Starting at the first line and ending at the last, repeat the material word for word.

◆ **DATA FOR THIS TASK**

□ □ □ □ □

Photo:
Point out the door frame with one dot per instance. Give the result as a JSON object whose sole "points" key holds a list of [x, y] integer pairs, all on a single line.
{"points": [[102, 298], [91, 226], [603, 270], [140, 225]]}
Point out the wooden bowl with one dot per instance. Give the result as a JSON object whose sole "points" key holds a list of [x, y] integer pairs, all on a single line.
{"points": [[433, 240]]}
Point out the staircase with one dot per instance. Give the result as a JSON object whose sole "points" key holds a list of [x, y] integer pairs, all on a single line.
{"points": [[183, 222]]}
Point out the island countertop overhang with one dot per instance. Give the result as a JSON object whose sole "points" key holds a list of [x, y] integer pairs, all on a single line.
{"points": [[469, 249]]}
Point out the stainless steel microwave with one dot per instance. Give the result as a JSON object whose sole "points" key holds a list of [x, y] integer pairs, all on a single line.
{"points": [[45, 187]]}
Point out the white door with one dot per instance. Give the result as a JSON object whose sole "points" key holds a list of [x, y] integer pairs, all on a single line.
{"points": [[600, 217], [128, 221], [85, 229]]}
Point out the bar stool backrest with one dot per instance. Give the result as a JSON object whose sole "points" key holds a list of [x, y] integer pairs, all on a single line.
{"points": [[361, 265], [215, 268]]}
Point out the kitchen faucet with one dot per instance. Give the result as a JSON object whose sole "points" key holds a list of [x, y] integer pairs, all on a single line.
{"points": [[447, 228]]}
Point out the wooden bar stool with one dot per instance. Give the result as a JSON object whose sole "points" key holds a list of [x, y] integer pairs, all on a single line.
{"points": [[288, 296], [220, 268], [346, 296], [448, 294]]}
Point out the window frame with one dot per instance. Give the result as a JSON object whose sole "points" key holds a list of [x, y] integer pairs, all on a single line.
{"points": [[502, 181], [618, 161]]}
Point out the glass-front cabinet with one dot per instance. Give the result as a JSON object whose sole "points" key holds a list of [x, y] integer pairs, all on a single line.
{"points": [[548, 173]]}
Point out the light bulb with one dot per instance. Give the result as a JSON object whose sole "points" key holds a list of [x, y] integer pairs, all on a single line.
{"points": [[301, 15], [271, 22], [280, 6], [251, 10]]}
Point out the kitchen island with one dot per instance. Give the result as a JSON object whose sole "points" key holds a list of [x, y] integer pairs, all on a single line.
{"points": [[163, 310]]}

□ □ □ □ □

◆ **ANSWER AREA**
Photo:
Point out the door frame with one dot per instance. Give the result as a JSON object whose sole "points" key holds a list of [x, y] integer pairs, all on a single line.
{"points": [[102, 298], [91, 226], [603, 270], [140, 225]]}
Point out the wooden bowl with one dot per instance. Give the result as a JSON object whose sole "points" key holds a list of [x, y] integer pairs, all on a single line.
{"points": [[433, 240]]}
Point out the staircase with one dot per instance. Give the result as a JSON object whose sole "points" key holds a list of [x, y] integer pairs, all on a single line.
{"points": [[183, 222]]}
Point out the island countertop overhang with one dot per instance. Give the result as a JSON object whose sole "points" key holds a list of [x, y] integer pairs, all on a single line.
{"points": [[469, 249]]}
Point out the stainless steel microwave with one dot per instance. Give the result as a JSON object whose sole "points" key holds a list of [x, y] integer pairs, all on a single line.
{"points": [[45, 187]]}
Point out the white door with one dot per instance. Give the result as a JSON object whose sole "points" key holds a list of [x, y] integer pairs, all on a single line.
{"points": [[600, 217], [128, 221], [85, 229]]}
Point out the bar stool backrest with one dot per instance. Give the result as a JSON object whose sole "points" key holds a list of [x, y] integer pairs, all on a single line.
{"points": [[361, 265], [215, 268]]}
Point out the kitchen faucet with one dot per instance. Give the result as a JSON object whose sole "points" key holds a list of [x, y] integer pairs, all on a single line.
{"points": [[447, 228]]}
Point out the wooden bar stool with one dot per instance. Give the result as a JSON object whose sole "points" key holds a list of [x, y] integer pairs, all on a single line.
{"points": [[288, 296], [220, 268], [346, 296], [448, 294]]}
Point out the window frame with one dot per instance. Give the result as a JSON object whose sole "points" key holds a list of [x, y] integer pairs, all on a single line.
{"points": [[502, 181], [618, 161]]}
Point out the glass-front cabinet with one dot per instance. Give the result as a JSON object whose sole "points" key holds a list of [x, y] integer pairs, all on a single line.
{"points": [[548, 173]]}
Point out the light bulb with one dot per instance. Give the result as a JSON object whose sole "points" key holds a list of [x, y] integer pairs, all on a single line.
{"points": [[301, 15], [271, 22], [280, 6], [251, 10]]}
Point out the kitchen island with one dot per instance. Give the result as a JSON object whose sole "points" key holds a list of [x, y] integer pairs, all on a single line.
{"points": [[163, 310]]}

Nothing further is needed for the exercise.